■ **PROBLEM REQUIREMENTS**: Please copy out the lines below character for character, with nothing added, dropped, or changed.

■ **ROWS**:
————————

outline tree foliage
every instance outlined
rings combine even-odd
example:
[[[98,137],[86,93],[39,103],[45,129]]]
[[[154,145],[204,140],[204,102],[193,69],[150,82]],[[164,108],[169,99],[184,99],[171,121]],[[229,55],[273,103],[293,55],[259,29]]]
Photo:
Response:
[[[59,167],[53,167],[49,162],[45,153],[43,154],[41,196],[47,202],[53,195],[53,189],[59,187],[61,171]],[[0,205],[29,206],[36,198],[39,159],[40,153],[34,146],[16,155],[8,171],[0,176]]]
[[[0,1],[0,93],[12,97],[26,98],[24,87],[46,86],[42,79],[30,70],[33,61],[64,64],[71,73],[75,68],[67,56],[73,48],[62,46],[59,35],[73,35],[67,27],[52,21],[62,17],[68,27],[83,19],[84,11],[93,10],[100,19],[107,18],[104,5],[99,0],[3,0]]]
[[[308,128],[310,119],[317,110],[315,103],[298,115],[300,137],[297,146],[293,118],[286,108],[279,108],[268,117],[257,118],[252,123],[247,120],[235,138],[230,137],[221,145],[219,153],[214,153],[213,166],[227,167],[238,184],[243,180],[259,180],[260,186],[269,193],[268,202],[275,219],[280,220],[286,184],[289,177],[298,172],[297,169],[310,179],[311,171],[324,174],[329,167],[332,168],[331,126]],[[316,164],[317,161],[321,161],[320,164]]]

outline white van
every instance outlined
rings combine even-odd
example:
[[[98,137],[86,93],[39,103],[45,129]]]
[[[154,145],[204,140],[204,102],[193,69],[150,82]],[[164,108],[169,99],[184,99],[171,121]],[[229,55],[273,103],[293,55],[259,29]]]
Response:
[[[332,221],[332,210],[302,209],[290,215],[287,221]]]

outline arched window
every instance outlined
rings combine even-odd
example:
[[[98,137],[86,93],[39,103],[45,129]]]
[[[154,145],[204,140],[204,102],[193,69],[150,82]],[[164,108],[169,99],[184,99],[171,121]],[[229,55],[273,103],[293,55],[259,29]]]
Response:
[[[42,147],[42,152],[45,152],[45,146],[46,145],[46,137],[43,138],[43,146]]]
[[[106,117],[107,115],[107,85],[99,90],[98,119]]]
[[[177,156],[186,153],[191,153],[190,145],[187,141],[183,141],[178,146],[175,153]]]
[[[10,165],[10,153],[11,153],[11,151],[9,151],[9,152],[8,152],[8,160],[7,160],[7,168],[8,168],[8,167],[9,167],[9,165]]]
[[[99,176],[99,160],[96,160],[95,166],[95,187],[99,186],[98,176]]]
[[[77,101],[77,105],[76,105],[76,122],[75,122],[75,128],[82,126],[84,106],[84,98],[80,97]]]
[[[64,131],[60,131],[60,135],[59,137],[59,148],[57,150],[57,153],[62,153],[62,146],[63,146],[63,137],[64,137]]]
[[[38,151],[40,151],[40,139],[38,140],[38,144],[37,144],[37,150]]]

————————

■ **THE OUTPUT**:
outline tree foliage
every instance outlined
rings combine even-odd
example:
[[[98,137],[86,93],[39,103],[45,129]]]
[[[154,145],[204,140],[204,102],[193,69],[150,82]],[[164,108],[169,99],[184,99],[171,121]],[[229,55],[273,103],[293,55],[259,29]]]
Photo:
Response:
[[[59,167],[53,167],[49,162],[45,153],[43,154],[41,196],[47,202],[53,195],[53,189],[59,187],[61,171]],[[0,205],[29,206],[36,198],[39,159],[40,153],[34,146],[16,155],[8,171],[0,176]]]
[[[0,1],[0,93],[12,97],[26,98],[24,87],[46,86],[42,79],[30,70],[33,61],[64,64],[71,73],[75,68],[67,56],[73,48],[62,46],[59,35],[73,35],[67,27],[52,21],[62,17],[68,27],[83,19],[84,11],[93,10],[100,19],[107,18],[104,5],[99,0],[3,0]]]
[[[308,128],[310,119],[317,110],[315,103],[298,115],[300,137],[297,146],[293,118],[286,108],[279,108],[268,117],[257,118],[252,123],[247,120],[235,138],[230,137],[221,145],[219,153],[214,153],[213,166],[227,167],[238,184],[243,180],[259,180],[260,186],[269,193],[268,202],[275,219],[280,220],[286,184],[289,177],[298,172],[297,169],[310,179],[311,171],[324,174],[329,167],[332,168],[331,126]],[[316,164],[317,161],[321,161],[320,164]]]

outline white van
every instance outlined
rings combine even-odd
example:
[[[98,137],[86,93],[39,103],[45,129]]]
[[[154,145],[204,140],[204,102],[193,69],[150,82]],[[164,108],[169,99],[184,99],[171,121]],[[229,55],[273,103],[293,55],[259,29]]]
Response:
[[[332,221],[332,210],[302,209],[290,215],[287,221]]]

outline arched window
every instance outlined
rings combine even-odd
example:
[[[98,137],[86,93],[39,103],[45,129]]]
[[[154,145],[204,140],[204,102],[193,69],[150,82]],[[164,108],[169,99],[184,99],[171,121]],[[229,55],[273,103],[293,55],[259,29]]]
Response:
[[[42,147],[42,152],[45,152],[45,146],[46,145],[46,137],[43,138],[43,146]]]
[[[106,117],[107,115],[107,85],[99,90],[98,119]]]
[[[177,156],[186,153],[191,153],[190,145],[187,141],[183,141],[178,146],[175,153]]]
[[[10,165],[10,153],[11,153],[11,151],[9,151],[9,152],[8,152],[8,160],[7,160],[7,168],[8,168],[8,167],[9,167],[9,165]]]
[[[99,176],[99,160],[96,160],[95,166],[95,187],[99,186],[98,176]]]
[[[77,101],[77,105],[76,105],[76,122],[75,122],[75,128],[82,126],[84,106],[84,98],[80,97]]]
[[[64,131],[60,131],[60,135],[59,137],[59,148],[57,150],[57,153],[62,153],[62,146],[63,146],[63,137],[64,137]]]
[[[38,151],[40,151],[40,139],[38,140],[38,144],[37,144],[37,150]]]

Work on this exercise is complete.